Coordinate labeling data:

+++

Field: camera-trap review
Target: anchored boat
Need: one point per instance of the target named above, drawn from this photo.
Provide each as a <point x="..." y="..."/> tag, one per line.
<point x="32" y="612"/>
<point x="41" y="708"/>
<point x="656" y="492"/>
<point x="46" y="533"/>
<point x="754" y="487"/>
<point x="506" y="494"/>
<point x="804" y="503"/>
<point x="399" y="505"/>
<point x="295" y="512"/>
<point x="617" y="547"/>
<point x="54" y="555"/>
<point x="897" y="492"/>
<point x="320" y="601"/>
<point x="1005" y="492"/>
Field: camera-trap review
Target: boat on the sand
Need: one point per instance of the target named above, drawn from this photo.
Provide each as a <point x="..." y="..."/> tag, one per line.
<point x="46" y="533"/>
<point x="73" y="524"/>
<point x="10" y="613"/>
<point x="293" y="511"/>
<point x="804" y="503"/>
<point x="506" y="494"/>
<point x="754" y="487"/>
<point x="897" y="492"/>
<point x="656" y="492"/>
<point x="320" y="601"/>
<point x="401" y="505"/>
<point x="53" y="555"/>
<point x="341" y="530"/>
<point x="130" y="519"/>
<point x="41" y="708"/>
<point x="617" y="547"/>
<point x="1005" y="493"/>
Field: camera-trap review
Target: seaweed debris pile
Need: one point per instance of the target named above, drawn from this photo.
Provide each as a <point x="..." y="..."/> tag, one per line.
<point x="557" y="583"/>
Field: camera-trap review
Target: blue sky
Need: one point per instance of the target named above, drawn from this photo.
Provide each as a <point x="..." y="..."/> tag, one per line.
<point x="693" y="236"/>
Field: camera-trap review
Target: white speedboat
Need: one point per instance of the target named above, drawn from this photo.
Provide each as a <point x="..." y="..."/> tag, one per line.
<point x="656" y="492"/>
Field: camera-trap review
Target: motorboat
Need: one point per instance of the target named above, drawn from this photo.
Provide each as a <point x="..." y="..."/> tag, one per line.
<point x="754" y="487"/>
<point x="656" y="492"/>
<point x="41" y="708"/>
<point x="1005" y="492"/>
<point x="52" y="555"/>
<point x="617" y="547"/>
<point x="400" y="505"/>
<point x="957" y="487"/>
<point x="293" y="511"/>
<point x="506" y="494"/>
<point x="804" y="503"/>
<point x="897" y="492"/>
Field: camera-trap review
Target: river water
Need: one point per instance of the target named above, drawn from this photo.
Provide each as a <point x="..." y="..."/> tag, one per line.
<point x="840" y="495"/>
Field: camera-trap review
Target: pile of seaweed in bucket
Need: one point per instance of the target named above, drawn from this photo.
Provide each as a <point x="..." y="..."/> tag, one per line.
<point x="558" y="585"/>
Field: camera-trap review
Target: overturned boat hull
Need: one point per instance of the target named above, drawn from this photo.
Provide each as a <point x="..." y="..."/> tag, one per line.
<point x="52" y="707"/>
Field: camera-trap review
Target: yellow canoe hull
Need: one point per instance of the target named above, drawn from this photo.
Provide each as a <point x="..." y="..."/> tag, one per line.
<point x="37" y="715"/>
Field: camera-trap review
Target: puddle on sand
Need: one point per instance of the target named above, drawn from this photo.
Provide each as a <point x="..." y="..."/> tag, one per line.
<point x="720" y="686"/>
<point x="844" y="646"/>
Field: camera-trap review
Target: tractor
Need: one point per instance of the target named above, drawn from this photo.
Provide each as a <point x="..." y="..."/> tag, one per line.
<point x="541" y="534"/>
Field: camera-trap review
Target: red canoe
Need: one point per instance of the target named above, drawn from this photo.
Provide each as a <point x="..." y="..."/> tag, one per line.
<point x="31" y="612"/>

+++

→ **Your goal**: Every line of the data above should be reproduced word for word.

→ **Result of this exercise**:
Field: camera-trap review
Target: anchored boat
Need: one point per instance of the target named above, drawn from this photo.
Provide each as a <point x="..." y="..."/> tag, one per line.
<point x="32" y="612"/>
<point x="41" y="708"/>
<point x="656" y="492"/>
<point x="46" y="533"/>
<point x="754" y="487"/>
<point x="506" y="494"/>
<point x="804" y="503"/>
<point x="399" y="505"/>
<point x="295" y="512"/>
<point x="617" y="547"/>
<point x="54" y="555"/>
<point x="897" y="492"/>
<point x="320" y="601"/>
<point x="1005" y="492"/>
Field: camera-trap review
Target: boat on the sand
Need: one point per instance of the target named above, drawn from this photo.
Provide each as a <point x="..." y="..."/> tag, one per line.
<point x="46" y="533"/>
<point x="73" y="524"/>
<point x="10" y="613"/>
<point x="293" y="511"/>
<point x="804" y="503"/>
<point x="506" y="494"/>
<point x="754" y="487"/>
<point x="897" y="492"/>
<point x="656" y="492"/>
<point x="320" y="601"/>
<point x="401" y="505"/>
<point x="53" y="555"/>
<point x="341" y="530"/>
<point x="130" y="519"/>
<point x="41" y="708"/>
<point x="617" y="547"/>
<point x="1005" y="493"/>
Field: camera-trap review
Target: seaweed debris pile
Need: one point per instance of the target named above, drawn from this photo.
Provide each as a <point x="..." y="..."/> tag, one per line.
<point x="557" y="583"/>
Field: camera-trap review
Target: blue sky
Need: one point per instance of the target named above, drawn from this photo.
Provide each as a <point x="..." y="..."/> tag, one per line.
<point x="693" y="236"/>
Field: camera-trap review
Target: white speedboat
Need: one point per instance of the target named above, drawn from this photo.
Provide each as a <point x="..." y="..."/> tag, one per line.
<point x="656" y="492"/>
Field: camera-trap review
Target: motorboat
Need: one point per instance of the target named above, drawn from this photo.
Provide each as a <point x="..." y="..."/> tag, one per line.
<point x="754" y="487"/>
<point x="656" y="492"/>
<point x="41" y="708"/>
<point x="1005" y="492"/>
<point x="52" y="555"/>
<point x="617" y="547"/>
<point x="400" y="505"/>
<point x="957" y="487"/>
<point x="293" y="511"/>
<point x="506" y="494"/>
<point x="804" y="503"/>
<point x="897" y="492"/>
Field: camera-trap review
Target: river water
Need: one point per instance of the target named above, drawn from this photo.
Provide each as a <point x="..." y="..."/> tag, one per line.
<point x="840" y="495"/>
Field: camera-trap review
Target: pile of seaweed in bucket
Need: one point per instance of the target named above, drawn from this photo.
Provide each as a <point x="..." y="..."/> tag, one per line.
<point x="558" y="585"/>
Field: camera-trap review
Target: overturned boat hull
Need: one point per instance of the target named above, drawn from this photo.
Provide each as a <point x="..." y="..."/> tag, one per line.
<point x="52" y="707"/>
Field: camera-trap review
Target: yellow canoe hull
Need: one point per instance of the target named above, drawn from this photo.
Provide each as a <point x="..." y="..."/> tag, one per line.
<point x="37" y="715"/>
Field: camera-trap review
Target: puddle on sand
Need: one point per instance of the target named above, drawn from this photo.
Provide each as a <point x="..." y="..."/> tag, one per line.
<point x="720" y="686"/>
<point x="844" y="646"/>
Field: camera-trap review
Target: tractor
Need: one point per instance of the target named above, drawn from this photo.
Provide each as a <point x="..." y="..."/> tag, one per line.
<point x="541" y="534"/>
Field: camera-trap review
Target: red canoe
Need: one point per instance of the target named above, drawn from this photo.
Provide each as a <point x="..." y="..."/> tag, one per line.
<point x="31" y="612"/>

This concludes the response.